• Série d'exercices:
1 – D'après le texte sur le choix du 6 mai, combien de fois l'homme décrit cite-t-il Jaurès, et pendant combien de minutes de discours ?
2 – Reproduisez le passage du texte sur le choix du 6 mai qui va de « Un homme qui se » jusqu'à « une par une. » inclus.

• Extrait du texte:
● ● ● ● ●

Qui choisir le 6 mai?
A notre droite, un ambitieux peu scrupuleux aux dents plus grandes que lui (certainement il faut l'être pour briguer la magistrature suprême, mais ça se voit beaucoup plus chez lui que chez d'autres), représentant tout ce qu'il y a de moins admirable en politique - la gloire personnelle comme seul sacerdoce -, à la vision manichéenne du monde et des gens, exacerbant les sentiments communautaristes par ses prises de position (est-ce la meilleure chose à faire dans une France jusque là "symbole", vacillant certes mais "symbole" tout de même, de mixité socio-culturelle?). Pour schématiser -mais pas tant que ça tant ce monsieur se présente lui-même comme l'apôtre du parlé vrai - d'un côté la France qui se lève tôt, honnête, la majorité silencieuse qui respecte les lois et accepte sa misère, de l'autre les pédophiles génétiques, les racailles bronzées, les immigrés clandestins ou juste immigrés, les chômeurs fainéants ou assistés, et les fraudeurs de métro. Au milieu, la Police.
Un homme qui se présente comme le défenseur de la veuve et de l'orphelin, de la France qui souffre, montrant son émotion à tous les passants à chaque drame social, nous citant Jaurès 27 fois en 62 minutes de discours., mais ami des grands patrons, du showbiz dans ce qu'il a de plus reluisant, bref de la France qui ne se lève pas forcément tôt mais qui en tout cas n'a pas de problèmes de fin de mois.
Un homme au pouvoir ces dix dernières années, numéro 3 du dernier gouvernement, qui parvient (doit-on l'admirer pour cela?) à se poser en candidat de la "rupture" auprès de millions d'électeurs.
Un homme qui est allé chercher les électeurs du Front National un par un en reprenant ses idées une par une.

● ● ● ● ●

• Jeu de données:
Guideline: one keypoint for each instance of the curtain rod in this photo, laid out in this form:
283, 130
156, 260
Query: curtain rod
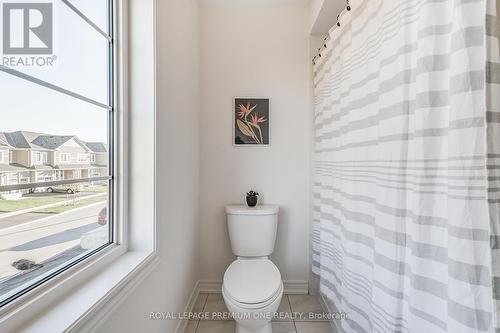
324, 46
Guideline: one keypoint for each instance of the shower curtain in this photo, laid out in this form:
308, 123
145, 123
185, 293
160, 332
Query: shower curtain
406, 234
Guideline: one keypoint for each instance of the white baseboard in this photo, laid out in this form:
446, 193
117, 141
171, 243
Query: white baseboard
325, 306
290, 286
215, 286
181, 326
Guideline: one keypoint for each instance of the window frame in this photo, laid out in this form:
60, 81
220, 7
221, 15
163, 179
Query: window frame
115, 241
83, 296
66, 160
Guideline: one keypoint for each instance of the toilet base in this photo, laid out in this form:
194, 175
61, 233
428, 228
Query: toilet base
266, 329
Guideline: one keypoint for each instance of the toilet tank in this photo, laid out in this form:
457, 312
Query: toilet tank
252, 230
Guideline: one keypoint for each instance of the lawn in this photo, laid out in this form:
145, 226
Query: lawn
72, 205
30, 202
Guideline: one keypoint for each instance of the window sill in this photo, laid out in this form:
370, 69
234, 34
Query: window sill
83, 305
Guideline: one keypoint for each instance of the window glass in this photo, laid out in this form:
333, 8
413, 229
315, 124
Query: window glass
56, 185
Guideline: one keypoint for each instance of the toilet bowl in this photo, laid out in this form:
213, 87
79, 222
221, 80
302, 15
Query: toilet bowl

● ● ● ● ●

• Réponses par tâche:
1 – 27 fois en 62 minutes de discours.

2 –
Un homme qui se présente comme le défenseur de la veuve et de l'orphelin, de la France qui souffre, montrant son émotion à tous les passants à chaque drame social, nous citant Jaurès 27 fois en 62 minutes de discours., mais ami des grands patrons, du showbiz dans ce qu'il a de plus reluisant, bref de la France qui ne se lève pas forcément tôt mais qui en tout cas n'a pas de problèmes de fin de mois.
Un homme au pouvoir ces dix dernières années, numéro 3 du dernier gouvernement, qui parvient (doit-on l'admirer pour cela?) à se poser en candidat de la "rupture" auprès de millions d'électeurs.
Un homme qui est allé chercher les électeurs du Front National un par un en reprenant ses idées une par une.